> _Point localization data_
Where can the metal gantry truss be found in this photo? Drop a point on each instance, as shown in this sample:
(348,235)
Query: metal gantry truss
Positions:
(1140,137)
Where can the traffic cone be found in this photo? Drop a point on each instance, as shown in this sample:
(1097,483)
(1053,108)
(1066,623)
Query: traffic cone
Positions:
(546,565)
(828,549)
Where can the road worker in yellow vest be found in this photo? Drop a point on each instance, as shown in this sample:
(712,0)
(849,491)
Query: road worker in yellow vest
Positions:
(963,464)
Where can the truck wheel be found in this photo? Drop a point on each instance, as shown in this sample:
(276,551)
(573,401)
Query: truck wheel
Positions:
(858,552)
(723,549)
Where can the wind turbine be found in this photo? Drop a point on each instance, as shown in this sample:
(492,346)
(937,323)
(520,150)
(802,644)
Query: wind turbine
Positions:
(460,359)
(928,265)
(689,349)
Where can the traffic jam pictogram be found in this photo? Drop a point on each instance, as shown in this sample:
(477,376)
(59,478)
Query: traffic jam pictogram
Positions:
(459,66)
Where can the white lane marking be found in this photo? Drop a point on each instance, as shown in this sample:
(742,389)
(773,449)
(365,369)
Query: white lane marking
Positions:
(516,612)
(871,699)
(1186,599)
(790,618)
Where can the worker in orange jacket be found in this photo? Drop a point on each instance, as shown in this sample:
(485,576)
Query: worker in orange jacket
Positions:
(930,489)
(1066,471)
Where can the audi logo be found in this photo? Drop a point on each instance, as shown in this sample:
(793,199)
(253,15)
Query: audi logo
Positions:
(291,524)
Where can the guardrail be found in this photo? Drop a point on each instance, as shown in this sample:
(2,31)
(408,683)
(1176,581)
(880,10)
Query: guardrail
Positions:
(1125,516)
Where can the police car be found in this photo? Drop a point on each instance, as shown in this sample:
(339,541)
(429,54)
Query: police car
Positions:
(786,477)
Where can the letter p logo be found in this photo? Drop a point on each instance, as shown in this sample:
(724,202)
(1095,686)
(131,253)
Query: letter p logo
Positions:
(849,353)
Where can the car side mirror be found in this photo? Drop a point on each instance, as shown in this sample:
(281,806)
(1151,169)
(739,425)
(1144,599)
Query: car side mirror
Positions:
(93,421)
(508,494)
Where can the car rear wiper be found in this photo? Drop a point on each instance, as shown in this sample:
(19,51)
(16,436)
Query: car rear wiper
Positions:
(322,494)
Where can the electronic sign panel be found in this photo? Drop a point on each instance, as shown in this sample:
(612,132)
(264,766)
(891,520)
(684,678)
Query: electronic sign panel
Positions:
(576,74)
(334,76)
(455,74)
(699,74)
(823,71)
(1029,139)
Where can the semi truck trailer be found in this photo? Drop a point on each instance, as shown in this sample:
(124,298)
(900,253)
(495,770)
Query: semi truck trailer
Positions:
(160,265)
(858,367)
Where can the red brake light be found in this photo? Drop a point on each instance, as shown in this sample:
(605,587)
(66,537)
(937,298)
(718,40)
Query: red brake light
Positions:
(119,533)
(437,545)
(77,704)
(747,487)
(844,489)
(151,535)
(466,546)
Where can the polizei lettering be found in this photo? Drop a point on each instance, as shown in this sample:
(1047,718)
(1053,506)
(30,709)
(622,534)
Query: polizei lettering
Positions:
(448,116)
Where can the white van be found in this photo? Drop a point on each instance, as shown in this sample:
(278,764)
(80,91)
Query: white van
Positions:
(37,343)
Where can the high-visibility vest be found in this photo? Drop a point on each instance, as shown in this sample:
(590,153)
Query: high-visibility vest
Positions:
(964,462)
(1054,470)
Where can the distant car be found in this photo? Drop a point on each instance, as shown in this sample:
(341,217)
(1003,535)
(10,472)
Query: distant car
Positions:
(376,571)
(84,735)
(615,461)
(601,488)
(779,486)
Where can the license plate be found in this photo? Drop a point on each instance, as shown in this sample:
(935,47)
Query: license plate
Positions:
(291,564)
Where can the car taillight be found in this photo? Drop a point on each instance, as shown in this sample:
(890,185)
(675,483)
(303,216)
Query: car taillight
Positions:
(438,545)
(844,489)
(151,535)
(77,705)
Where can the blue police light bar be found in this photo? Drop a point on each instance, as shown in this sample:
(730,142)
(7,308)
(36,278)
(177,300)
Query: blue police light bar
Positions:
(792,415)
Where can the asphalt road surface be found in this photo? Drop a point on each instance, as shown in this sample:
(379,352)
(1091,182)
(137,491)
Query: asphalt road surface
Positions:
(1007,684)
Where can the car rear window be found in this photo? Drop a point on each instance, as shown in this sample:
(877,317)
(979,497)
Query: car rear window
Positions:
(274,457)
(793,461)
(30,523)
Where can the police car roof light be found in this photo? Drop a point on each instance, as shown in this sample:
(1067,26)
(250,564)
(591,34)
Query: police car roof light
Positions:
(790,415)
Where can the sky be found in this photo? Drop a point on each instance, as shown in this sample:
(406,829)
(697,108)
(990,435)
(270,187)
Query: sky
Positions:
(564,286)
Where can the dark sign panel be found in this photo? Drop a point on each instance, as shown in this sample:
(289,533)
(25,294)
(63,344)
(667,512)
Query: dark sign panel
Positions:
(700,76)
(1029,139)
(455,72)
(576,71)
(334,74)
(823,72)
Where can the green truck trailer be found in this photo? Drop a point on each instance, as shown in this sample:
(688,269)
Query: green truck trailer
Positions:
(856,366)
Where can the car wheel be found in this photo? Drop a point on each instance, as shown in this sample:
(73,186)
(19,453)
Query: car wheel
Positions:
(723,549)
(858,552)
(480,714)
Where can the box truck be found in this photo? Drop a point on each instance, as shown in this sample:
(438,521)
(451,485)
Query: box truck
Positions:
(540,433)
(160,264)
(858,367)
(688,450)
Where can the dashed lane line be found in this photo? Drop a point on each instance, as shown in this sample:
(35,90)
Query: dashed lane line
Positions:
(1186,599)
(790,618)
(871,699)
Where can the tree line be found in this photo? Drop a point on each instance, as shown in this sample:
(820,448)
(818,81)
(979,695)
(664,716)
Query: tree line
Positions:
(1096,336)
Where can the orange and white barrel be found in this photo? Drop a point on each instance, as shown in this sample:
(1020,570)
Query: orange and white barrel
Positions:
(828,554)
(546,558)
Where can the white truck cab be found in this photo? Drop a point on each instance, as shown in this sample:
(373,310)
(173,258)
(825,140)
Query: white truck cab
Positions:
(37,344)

> _Work item_
For each entry above, please make an exact copy.

> _Task output_
Where can the metal gantry truss be found in this photo? Drop a point on each instance, as shown in this sample:
(348,235)
Query: metal gantry truss
Positions:
(1140,137)
Where can the traffic cone be found in this photo? Drop a point on each instance, as shown in this sample:
(1097,483)
(1053,108)
(1066,623)
Query: traffic cone
Positions:
(546,565)
(828,549)
Where can the road worker in yellow vest be found in this photo? Drop a point on each instance, as shown in this sample:
(712,0)
(849,491)
Query: road worker in yellow vest
Positions:
(963,464)
Where can the truck wheel be found in this photo? Drop a point on each instance, as shown in this sample:
(276,551)
(573,401)
Query: truck wheel
Positions:
(858,552)
(723,549)
Where can the wind turbine be found in this photo? Drop a point on each instance, as shown in this sample:
(492,346)
(937,323)
(520,150)
(802,644)
Query: wind turbine
Positions:
(460,359)
(928,265)
(689,349)
Where can the traffic jam pictogram be found in this photo? Drop a point on each instance, as shown in this sample:
(477,376)
(59,478)
Query: traffic jam pictogram
Positions:
(459,66)
Where can the white lane marking be found in this photo? Drop a point on each instance, as shown in this sample:
(742,389)
(773,449)
(365,369)
Query: white lane marking
Positions:
(516,612)
(871,699)
(1186,599)
(790,618)
Where can the worker in orange jacket be found in this photo? Drop a point on each instance, as shown in this sample:
(485,576)
Query: worker in orange jacket
Positions:
(930,489)
(1066,471)
Where can the audi logo be found in this photo? Drop a point on each instance, as shown in this sample:
(793,199)
(253,15)
Query: audi logo
Positions:
(291,524)
Where can the guardrail be found in this photo? Drop a point on each instance, as shown in this sample:
(2,31)
(408,683)
(1176,581)
(880,10)
Query: guardrail
Positions:
(1125,516)
Where can the police car be found in this photo? Drop a point on each instance, as shown in this sample:
(339,541)
(429,54)
Query: police car
Positions:
(786,477)
Where can the letter p logo be found in this photo? Drop a point on each instance, as shown in this sample:
(724,202)
(1095,686)
(131,253)
Query: letter p logo
Positions:
(849,353)
Where can the car side mirror be found in this photo? Drop a point on each instance, as shown in this sample:
(281,806)
(1151,169)
(739,425)
(1144,599)
Query: car side mirror
Positions:
(93,421)
(508,494)
Where can the car rear wiper be found in this photo? Drop a point on each instance, as shown in this sample:
(19,51)
(16,436)
Query: car rear wiper
Positions:
(322,494)
Where can the electronic sign panel be found in this photo? Drop a point on each instance, as shown in this sample:
(612,132)
(264,766)
(891,520)
(684,678)
Query: electronic sign panel
Positions:
(576,74)
(334,76)
(455,74)
(699,74)
(823,71)
(1029,139)
Where can the semi truck trailer be found in this photo? Drop a point on each instance, as shown in this sample:
(124,298)
(900,253)
(495,770)
Query: semi truck trailer
Positions:
(160,265)
(858,367)
Where can the red brake light be found in this photo? Drop a point on each instance, as shown in this sample:
(605,587)
(66,537)
(937,298)
(718,40)
Query: red brake light
Positions:
(119,533)
(437,545)
(77,704)
(747,487)
(844,489)
(151,535)
(466,546)
Where can the polizei lettering be found in this photo? Drop a point on each instance, as shown in this sample:
(1047,718)
(1053,506)
(30,709)
(622,534)
Query: polizei lettering
Positions:
(448,116)
Where can the white van be found in this photo? Drop a point on each instance, as shown in this sample:
(278,764)
(80,91)
Query: white van
Positions:
(37,343)
Where can the high-visibility vest be found in this photo? Drop a point on each instance, as shown in this sample:
(590,153)
Query: high-visibility vest
Positions:
(964,462)
(1054,470)
Where can the distant car be found in this photo? Drop a point on each instance, as shown in this sample:
(341,217)
(1003,535)
(10,472)
Query: distant car
Positions:
(376,571)
(84,735)
(615,461)
(601,488)
(779,486)
Where can the license plate be found in this photo? Drop a point on each instance, as shown in this sample:
(935,47)
Query: license plate
Positions:
(291,564)
Where can the car taillight be found in this photo? Drop a point on each instance, as shown in this sample:
(890,185)
(675,483)
(303,216)
Query: car taillight
Positions:
(438,545)
(844,489)
(151,535)
(77,705)
Where can the blue police light bar be found in this photo? Drop a point on each instance, as shown in this sample:
(730,142)
(7,308)
(36,278)
(177,300)
Query: blue police light bar
Positions:
(792,415)
Where can the asphalt road surface be found in this photo? Drop a point on each instance, as shown in this sample:
(379,352)
(1091,182)
(137,491)
Query: asphalt road surface
Positions:
(1007,684)
Where can the car rear window be found in this photo? Drop a point on each instance, as shown in this sample:
(877,317)
(979,497)
Query: car rear window
Positions:
(274,457)
(793,461)
(30,523)
Where can the police car roof light be found in this photo? Drop a point on each instance, as shown in this sample:
(1067,26)
(250,564)
(591,34)
Query: police car roof light
Positions:
(790,415)
Where can the sky be found in this photo? Drop a point on each instance, as shown in this sample:
(406,829)
(697,108)
(990,435)
(270,187)
Query: sky
Positions:
(564,286)
Where can the dark sign panel be found in this photo? Drop a point on each instance, as shown in this sample:
(289,533)
(25,294)
(63,344)
(667,512)
Query: dark sign panel
Positions:
(700,76)
(1029,139)
(455,72)
(576,71)
(334,74)
(823,72)
Where can the green truck trailer be found in this photo? Drop a point on each instance, as shown in this sample:
(688,269)
Query: green truck trailer
Positions:
(856,366)
Where can the car wheel be found in this photo? Drop a point on each instance, as shown in this sample:
(73,186)
(19,453)
Query: car wheel
Positions:
(723,549)
(858,552)
(480,714)
Where can the box truck be found in this photo? Drop a point on each instance, as shown in this sample:
(438,521)
(451,485)
Query: box truck
Positions:
(540,433)
(160,264)
(858,367)
(688,450)
Where can the dashed lane line be found in this photo? Drop a point on each instance, as shown in this sample:
(35,90)
Query: dashed lane line
Positions:
(1186,599)
(790,618)
(871,699)
Where can the tree line be found in this photo? Drop a point on each instance, as shown in this sample:
(820,448)
(818,81)
(979,695)
(664,716)
Query: tree line
Positions:
(1096,336)
Where can the orange and white barrel be found in this photo? Drop a point on each instance, as shown in this sample:
(1020,570)
Query: orange and white barrel
Positions:
(828,554)
(546,558)
Where can the white truck cab be found in this photo? Drop a point on each instance, as shown in this sample:
(373,310)
(173,258)
(825,140)
Query: white truck cab
Positions:
(37,344)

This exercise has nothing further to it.